> [Material for this task]:
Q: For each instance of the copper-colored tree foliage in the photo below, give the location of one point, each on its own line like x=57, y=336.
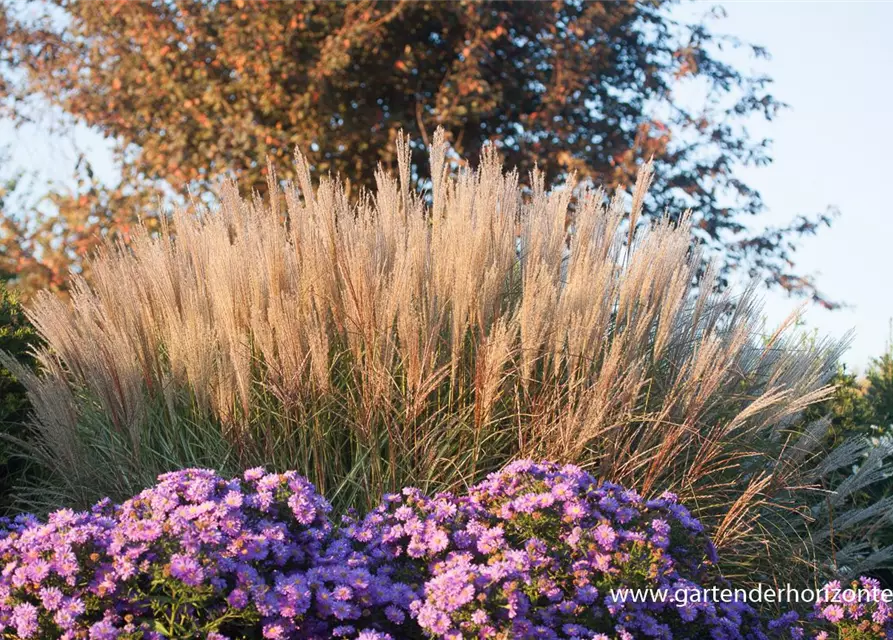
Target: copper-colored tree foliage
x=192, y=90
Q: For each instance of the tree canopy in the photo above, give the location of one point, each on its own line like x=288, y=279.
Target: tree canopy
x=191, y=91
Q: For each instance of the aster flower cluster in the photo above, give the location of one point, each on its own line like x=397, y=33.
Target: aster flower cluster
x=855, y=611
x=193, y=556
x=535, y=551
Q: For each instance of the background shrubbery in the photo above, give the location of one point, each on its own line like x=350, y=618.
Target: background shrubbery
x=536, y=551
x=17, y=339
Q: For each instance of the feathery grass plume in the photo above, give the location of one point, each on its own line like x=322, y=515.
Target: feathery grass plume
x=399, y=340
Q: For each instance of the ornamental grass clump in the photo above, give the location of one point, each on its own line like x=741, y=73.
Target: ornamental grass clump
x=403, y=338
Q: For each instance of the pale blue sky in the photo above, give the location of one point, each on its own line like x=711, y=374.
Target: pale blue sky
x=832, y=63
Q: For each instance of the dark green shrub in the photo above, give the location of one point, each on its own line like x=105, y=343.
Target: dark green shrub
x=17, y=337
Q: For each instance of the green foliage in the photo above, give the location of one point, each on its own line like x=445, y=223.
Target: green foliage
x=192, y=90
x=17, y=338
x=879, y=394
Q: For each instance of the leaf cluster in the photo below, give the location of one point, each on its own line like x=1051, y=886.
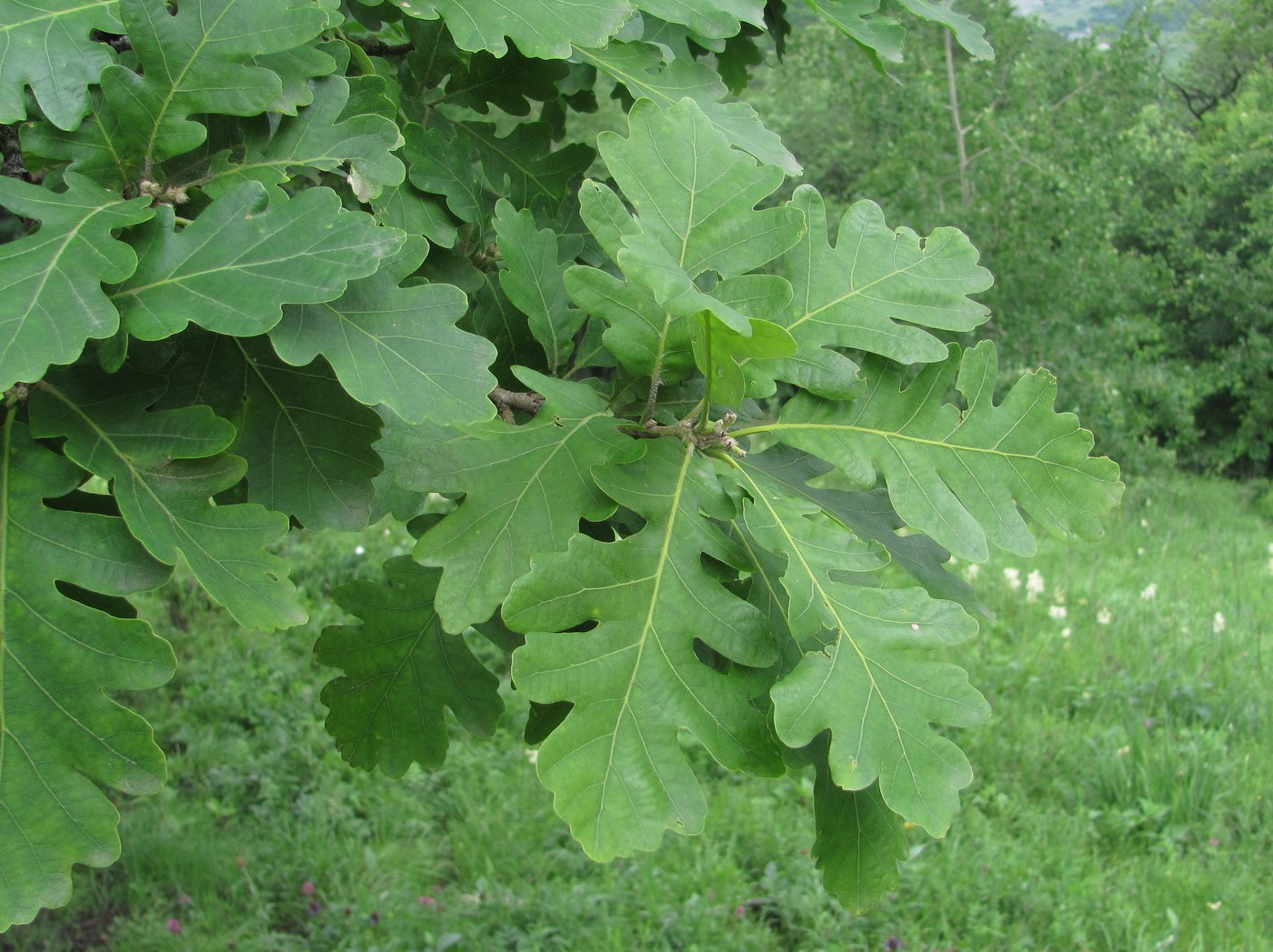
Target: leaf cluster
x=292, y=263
--
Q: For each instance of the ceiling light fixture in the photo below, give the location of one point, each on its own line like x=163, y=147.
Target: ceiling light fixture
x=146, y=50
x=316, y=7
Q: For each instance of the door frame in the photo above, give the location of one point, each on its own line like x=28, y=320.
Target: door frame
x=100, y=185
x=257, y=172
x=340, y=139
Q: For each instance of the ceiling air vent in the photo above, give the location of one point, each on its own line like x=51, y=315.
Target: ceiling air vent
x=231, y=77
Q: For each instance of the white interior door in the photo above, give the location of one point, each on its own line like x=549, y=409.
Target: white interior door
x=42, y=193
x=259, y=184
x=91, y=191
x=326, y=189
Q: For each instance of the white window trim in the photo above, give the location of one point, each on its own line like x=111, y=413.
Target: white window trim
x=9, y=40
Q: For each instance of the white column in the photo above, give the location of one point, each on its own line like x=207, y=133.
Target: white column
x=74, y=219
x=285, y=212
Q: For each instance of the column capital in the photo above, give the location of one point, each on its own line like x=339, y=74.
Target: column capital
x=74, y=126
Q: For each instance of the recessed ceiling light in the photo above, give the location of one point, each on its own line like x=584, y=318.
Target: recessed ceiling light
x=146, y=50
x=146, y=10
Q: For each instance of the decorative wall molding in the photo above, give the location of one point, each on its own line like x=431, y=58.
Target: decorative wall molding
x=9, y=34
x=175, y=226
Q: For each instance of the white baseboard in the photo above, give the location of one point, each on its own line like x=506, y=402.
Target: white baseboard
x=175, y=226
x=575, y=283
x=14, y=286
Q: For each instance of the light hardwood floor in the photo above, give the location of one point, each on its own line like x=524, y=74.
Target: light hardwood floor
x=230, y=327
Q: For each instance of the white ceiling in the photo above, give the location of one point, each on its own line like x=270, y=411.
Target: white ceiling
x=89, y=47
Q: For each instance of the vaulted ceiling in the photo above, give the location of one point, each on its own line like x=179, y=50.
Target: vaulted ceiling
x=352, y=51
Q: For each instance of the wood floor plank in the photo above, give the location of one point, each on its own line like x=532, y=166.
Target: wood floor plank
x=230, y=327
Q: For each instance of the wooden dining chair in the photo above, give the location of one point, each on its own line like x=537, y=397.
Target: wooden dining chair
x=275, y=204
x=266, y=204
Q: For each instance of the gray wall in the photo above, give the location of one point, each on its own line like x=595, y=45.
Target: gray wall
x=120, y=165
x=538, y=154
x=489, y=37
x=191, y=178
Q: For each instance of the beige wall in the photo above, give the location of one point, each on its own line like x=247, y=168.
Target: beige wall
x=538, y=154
--
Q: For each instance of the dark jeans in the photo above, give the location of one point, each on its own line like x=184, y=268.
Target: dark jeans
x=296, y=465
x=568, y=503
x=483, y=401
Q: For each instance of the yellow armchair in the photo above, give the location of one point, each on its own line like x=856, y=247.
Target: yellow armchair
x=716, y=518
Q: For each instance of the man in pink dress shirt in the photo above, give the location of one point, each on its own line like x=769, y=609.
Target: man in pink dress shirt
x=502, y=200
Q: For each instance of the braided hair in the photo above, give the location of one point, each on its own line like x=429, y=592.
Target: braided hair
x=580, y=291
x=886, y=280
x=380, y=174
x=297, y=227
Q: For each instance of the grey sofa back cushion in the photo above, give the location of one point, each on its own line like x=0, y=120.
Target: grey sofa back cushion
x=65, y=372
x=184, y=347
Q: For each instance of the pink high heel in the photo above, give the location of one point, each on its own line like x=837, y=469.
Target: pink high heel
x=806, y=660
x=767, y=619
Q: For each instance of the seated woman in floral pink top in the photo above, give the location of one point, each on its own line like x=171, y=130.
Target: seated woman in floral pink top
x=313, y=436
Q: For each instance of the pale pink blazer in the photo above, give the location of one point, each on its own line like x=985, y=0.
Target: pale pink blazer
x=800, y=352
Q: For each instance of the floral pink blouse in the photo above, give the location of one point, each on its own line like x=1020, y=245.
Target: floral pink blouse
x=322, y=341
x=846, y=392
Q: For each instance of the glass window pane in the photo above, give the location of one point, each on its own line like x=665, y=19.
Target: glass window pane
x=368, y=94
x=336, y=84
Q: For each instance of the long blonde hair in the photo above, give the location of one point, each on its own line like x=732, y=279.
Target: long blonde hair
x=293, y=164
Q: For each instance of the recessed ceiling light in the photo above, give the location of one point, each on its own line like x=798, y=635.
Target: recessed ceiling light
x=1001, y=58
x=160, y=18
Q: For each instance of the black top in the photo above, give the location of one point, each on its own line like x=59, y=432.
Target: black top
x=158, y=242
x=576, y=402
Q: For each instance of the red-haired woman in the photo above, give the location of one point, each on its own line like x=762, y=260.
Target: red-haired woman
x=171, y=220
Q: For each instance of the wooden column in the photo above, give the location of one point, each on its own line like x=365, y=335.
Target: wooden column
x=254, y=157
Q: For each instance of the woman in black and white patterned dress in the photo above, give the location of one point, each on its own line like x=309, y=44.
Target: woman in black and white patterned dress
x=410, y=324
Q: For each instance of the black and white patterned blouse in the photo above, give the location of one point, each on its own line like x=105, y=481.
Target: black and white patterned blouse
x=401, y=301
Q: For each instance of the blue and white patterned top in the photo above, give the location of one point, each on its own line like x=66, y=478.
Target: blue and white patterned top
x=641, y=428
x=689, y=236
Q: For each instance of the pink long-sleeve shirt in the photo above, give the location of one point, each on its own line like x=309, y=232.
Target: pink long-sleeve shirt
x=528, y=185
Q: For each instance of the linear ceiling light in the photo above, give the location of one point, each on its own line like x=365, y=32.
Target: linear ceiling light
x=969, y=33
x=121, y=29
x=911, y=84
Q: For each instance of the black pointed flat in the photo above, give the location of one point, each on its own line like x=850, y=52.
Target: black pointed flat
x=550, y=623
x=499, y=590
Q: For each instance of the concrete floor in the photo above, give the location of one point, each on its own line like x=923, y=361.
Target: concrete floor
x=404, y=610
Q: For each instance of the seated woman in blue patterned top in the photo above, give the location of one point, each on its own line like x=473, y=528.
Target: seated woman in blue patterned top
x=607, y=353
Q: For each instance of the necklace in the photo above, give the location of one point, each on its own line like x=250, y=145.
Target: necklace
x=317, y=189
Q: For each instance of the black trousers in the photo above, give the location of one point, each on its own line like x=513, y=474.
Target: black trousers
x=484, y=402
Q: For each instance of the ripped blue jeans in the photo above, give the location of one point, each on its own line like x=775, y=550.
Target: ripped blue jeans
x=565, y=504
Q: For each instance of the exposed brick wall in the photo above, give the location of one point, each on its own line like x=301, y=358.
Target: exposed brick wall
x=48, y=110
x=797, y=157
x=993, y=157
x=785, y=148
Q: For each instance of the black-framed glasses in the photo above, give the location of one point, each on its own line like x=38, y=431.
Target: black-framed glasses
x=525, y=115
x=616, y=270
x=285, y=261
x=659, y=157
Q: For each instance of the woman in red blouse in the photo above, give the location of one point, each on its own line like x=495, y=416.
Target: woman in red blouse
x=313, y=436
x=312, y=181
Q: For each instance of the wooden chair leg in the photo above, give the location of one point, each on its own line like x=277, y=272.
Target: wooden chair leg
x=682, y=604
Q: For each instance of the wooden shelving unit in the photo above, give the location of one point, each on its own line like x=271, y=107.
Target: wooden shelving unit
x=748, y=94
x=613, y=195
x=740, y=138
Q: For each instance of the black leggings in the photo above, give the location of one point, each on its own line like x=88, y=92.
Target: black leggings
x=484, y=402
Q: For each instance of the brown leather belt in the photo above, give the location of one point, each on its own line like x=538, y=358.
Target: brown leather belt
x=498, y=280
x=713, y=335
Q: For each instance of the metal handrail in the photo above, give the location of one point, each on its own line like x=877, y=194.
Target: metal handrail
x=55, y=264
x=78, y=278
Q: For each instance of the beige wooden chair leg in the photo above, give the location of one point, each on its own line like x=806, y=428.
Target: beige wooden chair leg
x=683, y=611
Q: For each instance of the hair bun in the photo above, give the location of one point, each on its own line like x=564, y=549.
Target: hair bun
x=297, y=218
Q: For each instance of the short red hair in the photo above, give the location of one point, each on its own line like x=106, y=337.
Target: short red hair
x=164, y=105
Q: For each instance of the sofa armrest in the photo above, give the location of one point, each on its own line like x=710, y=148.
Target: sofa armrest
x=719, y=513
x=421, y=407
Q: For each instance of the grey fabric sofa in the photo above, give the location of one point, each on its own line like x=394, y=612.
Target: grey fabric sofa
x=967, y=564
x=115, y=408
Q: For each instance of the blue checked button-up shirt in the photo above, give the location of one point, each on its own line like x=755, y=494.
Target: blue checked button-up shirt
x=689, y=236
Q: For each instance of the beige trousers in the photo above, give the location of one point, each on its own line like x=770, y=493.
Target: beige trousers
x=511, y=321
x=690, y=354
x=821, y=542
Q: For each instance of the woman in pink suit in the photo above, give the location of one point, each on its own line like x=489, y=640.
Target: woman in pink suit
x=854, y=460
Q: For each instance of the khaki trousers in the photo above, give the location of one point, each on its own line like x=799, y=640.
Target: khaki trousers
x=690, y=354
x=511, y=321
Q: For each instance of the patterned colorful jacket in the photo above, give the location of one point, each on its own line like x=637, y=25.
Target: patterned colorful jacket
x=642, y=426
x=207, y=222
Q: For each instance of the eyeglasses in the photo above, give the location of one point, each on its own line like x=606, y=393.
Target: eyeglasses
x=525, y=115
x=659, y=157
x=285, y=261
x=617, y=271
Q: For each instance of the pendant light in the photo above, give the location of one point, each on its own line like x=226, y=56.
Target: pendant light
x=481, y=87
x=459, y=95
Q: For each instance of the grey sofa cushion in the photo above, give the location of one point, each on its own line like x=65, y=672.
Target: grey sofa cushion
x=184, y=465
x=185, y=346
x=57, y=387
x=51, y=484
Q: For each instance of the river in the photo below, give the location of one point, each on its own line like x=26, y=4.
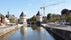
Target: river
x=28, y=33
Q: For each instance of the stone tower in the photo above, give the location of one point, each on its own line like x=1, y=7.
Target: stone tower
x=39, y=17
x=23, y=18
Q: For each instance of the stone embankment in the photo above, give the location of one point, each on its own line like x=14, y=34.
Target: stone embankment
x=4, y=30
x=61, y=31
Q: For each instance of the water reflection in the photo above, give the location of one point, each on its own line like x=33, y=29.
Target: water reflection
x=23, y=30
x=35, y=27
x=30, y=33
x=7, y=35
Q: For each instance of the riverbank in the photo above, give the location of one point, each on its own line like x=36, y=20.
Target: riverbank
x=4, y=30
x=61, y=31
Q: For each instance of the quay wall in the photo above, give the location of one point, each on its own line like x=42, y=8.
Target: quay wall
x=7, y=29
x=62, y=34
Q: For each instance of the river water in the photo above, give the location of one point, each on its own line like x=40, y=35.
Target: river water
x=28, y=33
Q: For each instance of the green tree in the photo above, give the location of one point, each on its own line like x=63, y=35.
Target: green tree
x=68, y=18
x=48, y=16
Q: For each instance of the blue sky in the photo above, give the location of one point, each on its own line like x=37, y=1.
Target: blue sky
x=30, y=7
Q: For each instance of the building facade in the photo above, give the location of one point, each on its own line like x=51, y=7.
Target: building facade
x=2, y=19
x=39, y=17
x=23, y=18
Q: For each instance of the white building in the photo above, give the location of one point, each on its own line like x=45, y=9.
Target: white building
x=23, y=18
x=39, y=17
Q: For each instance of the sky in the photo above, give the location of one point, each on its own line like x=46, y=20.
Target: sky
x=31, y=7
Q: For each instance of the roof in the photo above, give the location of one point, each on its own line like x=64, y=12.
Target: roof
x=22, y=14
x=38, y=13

> [Problem]: Retype the lines above from the one containing "like x=584, y=318." through the one containing "x=352, y=51", both included, unchanged and with nothing else.

> [Written solution]:
Q: For each instance of the recessed ceiling light in the photo above, give the location of one point, each on its own line like x=584, y=318.
Target: recessed ceiling light
x=146, y=50
x=146, y=10
Q: For each instance of the decorative wall molding in the photo above, give the location of one point, each on its own line like x=431, y=58.
Target: decorative wall molding
x=9, y=34
x=175, y=226
Q: For each instance of the white baseboard in the photo above, give the location of one point, each on its own line like x=506, y=402.
Target: white baseboard
x=175, y=226
x=575, y=283
x=14, y=286
Q: For each instance of the light hardwood floor in the photo above, give the location of one point, each on its own line like x=524, y=74.
Target: light hardwood floor
x=230, y=327
Q: For each instance of the white ceiling in the photo above, give the location of one point, each on its own line like x=270, y=411.
Target: white ceiling
x=89, y=47
Q: For each instance of the vaulted ceiling in the photo above, give the location of one point, each on its own line like x=179, y=50.
Target: vaulted ceiling
x=352, y=51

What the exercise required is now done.